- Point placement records
··········

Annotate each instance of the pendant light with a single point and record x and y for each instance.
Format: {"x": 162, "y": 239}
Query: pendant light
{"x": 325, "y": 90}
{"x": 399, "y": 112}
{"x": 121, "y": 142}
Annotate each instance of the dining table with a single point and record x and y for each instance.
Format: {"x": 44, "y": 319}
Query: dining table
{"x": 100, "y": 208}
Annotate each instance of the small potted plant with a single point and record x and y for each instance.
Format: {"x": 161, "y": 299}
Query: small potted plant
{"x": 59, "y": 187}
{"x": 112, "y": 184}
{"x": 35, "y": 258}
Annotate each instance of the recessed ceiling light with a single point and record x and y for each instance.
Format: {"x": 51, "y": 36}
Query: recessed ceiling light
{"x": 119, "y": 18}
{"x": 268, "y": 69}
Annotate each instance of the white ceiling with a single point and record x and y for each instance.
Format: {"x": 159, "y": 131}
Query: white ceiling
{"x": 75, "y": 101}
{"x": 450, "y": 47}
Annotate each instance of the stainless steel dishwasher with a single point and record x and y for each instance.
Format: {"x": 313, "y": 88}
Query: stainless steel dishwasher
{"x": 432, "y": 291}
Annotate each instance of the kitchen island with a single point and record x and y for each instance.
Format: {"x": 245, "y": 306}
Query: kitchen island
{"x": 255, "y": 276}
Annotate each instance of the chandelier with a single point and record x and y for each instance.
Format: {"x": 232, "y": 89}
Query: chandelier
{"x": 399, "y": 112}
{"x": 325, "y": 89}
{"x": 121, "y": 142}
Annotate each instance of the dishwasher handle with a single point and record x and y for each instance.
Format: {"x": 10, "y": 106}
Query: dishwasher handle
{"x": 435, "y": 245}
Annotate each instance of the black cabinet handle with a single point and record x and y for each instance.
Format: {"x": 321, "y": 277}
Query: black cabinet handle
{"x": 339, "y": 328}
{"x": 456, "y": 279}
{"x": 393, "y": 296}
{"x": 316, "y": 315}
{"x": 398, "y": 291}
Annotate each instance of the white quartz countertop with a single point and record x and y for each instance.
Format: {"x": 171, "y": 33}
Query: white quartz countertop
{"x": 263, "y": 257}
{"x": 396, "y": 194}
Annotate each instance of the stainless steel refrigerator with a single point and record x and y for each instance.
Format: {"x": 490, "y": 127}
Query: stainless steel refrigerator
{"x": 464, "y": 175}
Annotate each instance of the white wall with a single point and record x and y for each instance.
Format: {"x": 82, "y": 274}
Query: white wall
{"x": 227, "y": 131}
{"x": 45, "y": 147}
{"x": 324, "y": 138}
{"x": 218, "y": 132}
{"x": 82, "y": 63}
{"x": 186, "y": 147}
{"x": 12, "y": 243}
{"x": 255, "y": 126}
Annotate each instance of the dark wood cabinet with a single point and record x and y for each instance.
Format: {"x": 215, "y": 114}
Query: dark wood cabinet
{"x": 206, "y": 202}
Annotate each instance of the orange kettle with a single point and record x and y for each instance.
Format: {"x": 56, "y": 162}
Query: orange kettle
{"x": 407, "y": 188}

··········

- Stated exercise
Reproduce exactly the lines from the one containing "Annotate each instance of the white wall" through the last line of the records above, including both, and nothing else.

- Result of this task
Annotate each instance of the white wall with a single point and record x and y for each instance.
Format: {"x": 82, "y": 274}
Query: white wall
{"x": 227, "y": 131}
{"x": 45, "y": 147}
{"x": 324, "y": 138}
{"x": 218, "y": 132}
{"x": 82, "y": 63}
{"x": 186, "y": 147}
{"x": 12, "y": 243}
{"x": 255, "y": 126}
Annotate each instance of the dark wood cabinet with a single point and record x and y for each instance.
Format: {"x": 215, "y": 114}
Query: dark wood cabinet
{"x": 206, "y": 202}
Annotate each instance of the orange kettle with a single point and record x and y for each instance.
Format: {"x": 56, "y": 162}
Query: orange kettle
{"x": 407, "y": 188}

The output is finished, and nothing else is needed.